300. (LIS)Longest Increasing Subsequence

tags: fundamental

ChungYi

  • Solution 1 Recursive + Memorization =DP O(n^2)

  • Explanation

    F([1..n]) = Max{ lengthOfLISEndOfTail(i) for i= 1..n}

    lengthOfLISEndOfTail(i) = max( lengthOfLISEndOfTail( j ) for j= 1..i if nums[i] > nums[j] else 0, 1)

    DP for lengthOfLISEndOfTail(i)

  • performance o(n^2)

    • Complexity: o(n^2)
    • Performance
      • time: 65%
      • memeory 34%

  • code

    class Solution {

    private int[] table;

    public int lengthOfLIS(int[] nums) {
        int res = 0;
        this.table = new int[nums.length];
        for (int idx = 0; idx < nums.length; idx++)
            this.table[idx] = -1;

        for (int idx = 0; idx < nums.length; idx++) {
            res = Math.max(lengthOfLISEndOfTail(nums, idx), res);
        }

        return res;
    }

    public int lengthOfLISEndOfTail(int[] nums, int tail) {

        if (tail == 0)
            return 1;

        if (this.table[tail] != -1)

Request:
Decide whether each statement below agrees with the page on the longest increasing subsequence, answering yes or no and quoting the deciding words from the page.
1. The first solution pairs recursion with memorization.
2. The code fills every entry of the table with 0 before computing.
3. The time performance is given as 34%.

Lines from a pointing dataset
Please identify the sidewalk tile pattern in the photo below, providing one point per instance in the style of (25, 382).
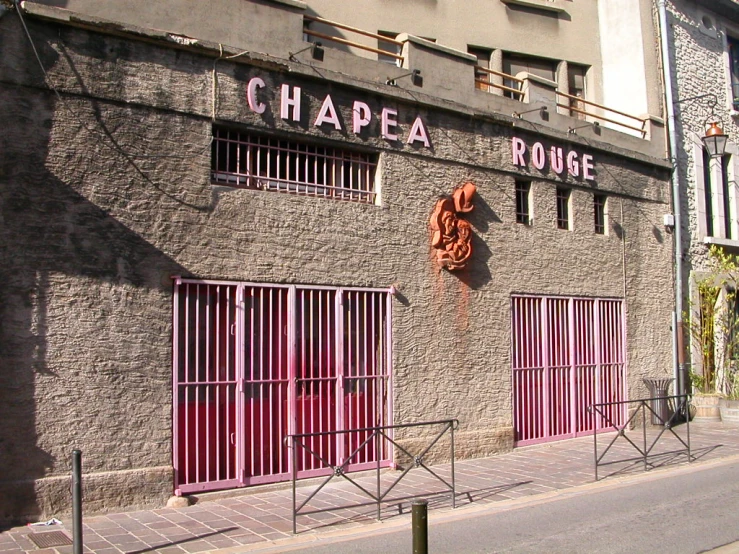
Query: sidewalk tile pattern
(255, 516)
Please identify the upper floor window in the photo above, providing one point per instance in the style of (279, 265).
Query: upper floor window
(483, 60)
(716, 196)
(516, 63)
(576, 86)
(244, 160)
(733, 45)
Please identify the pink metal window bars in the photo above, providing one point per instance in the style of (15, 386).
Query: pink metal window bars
(568, 353)
(255, 363)
(245, 160)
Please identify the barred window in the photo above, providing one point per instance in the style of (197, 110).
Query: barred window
(245, 160)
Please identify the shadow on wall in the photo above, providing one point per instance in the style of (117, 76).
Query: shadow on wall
(477, 274)
(47, 230)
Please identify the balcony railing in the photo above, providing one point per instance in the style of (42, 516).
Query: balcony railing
(354, 44)
(635, 123)
(517, 88)
(516, 93)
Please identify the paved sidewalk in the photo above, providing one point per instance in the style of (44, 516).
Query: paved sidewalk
(252, 517)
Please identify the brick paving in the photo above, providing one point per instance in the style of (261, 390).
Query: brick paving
(261, 516)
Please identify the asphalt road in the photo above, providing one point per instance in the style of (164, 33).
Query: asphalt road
(675, 512)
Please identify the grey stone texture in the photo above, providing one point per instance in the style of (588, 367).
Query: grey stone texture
(105, 194)
(700, 62)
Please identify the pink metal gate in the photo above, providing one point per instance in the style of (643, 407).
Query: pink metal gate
(567, 354)
(254, 363)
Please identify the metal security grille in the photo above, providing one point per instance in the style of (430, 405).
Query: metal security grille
(256, 363)
(269, 163)
(568, 353)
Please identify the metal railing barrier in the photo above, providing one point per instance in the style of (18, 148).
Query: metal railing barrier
(680, 414)
(374, 435)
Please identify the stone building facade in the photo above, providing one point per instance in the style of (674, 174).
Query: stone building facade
(147, 274)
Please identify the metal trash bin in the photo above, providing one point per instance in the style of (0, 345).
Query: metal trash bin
(660, 405)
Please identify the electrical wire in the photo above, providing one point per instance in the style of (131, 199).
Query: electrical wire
(106, 137)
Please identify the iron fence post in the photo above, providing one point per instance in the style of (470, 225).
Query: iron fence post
(420, 526)
(379, 493)
(293, 457)
(644, 430)
(595, 447)
(687, 425)
(77, 501)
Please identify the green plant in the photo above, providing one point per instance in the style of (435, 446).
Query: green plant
(714, 326)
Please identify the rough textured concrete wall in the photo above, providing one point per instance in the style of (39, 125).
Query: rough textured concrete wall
(106, 194)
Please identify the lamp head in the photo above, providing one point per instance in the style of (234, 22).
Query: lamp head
(715, 140)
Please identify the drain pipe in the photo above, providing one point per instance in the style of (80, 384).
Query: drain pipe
(677, 333)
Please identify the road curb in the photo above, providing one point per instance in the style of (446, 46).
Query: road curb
(444, 515)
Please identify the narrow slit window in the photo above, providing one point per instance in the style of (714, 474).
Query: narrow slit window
(563, 208)
(523, 202)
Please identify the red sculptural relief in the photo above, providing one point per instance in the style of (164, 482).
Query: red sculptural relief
(452, 236)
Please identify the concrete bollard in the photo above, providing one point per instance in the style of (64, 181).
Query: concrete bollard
(77, 501)
(420, 524)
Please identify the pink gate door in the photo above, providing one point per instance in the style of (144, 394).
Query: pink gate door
(255, 363)
(205, 385)
(567, 354)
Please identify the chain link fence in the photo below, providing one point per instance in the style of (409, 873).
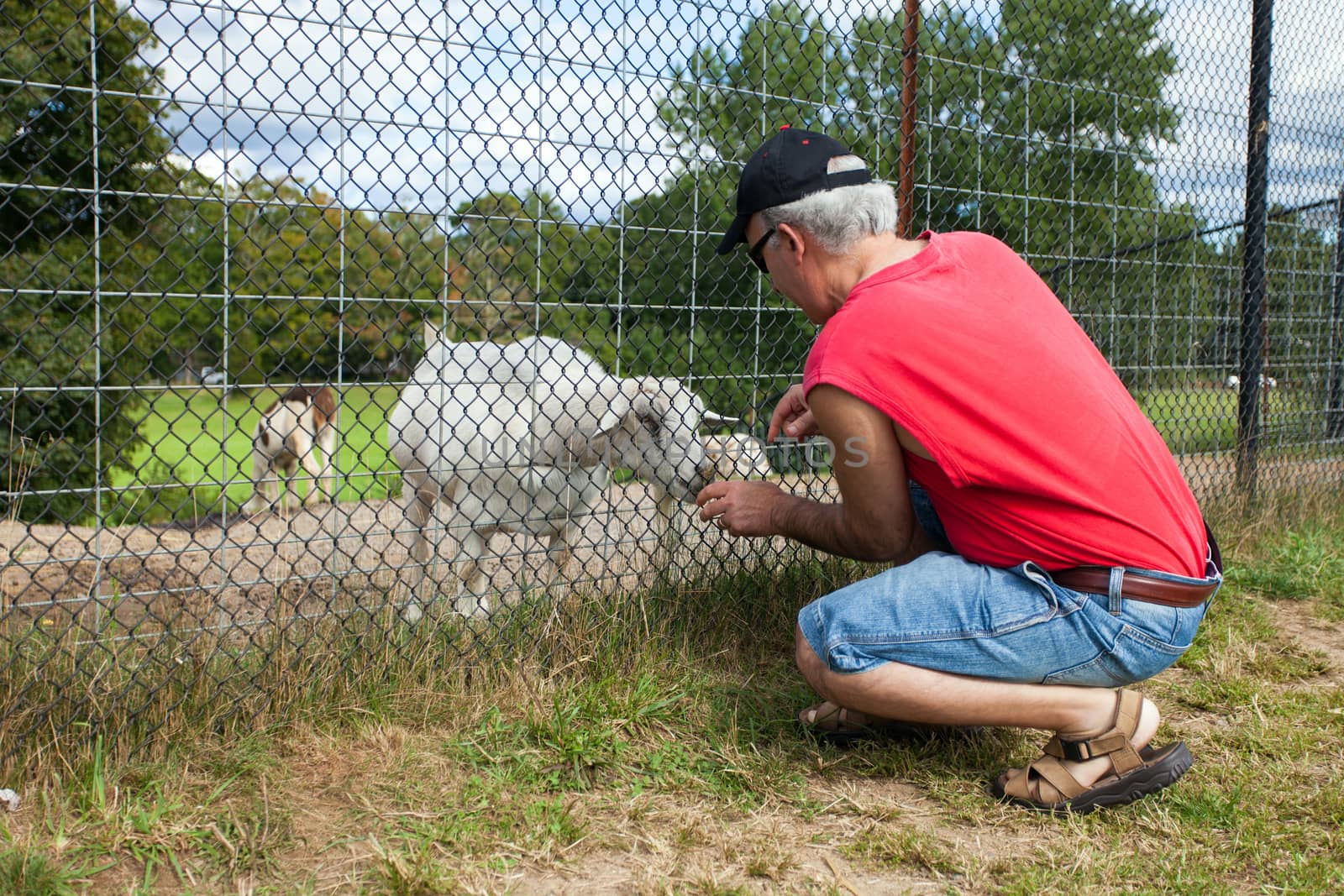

Final answer:
1. Yes: "Recursive + Memorization"
2. No: "this.table[idx] = -1;"
3. No: "time: 65%"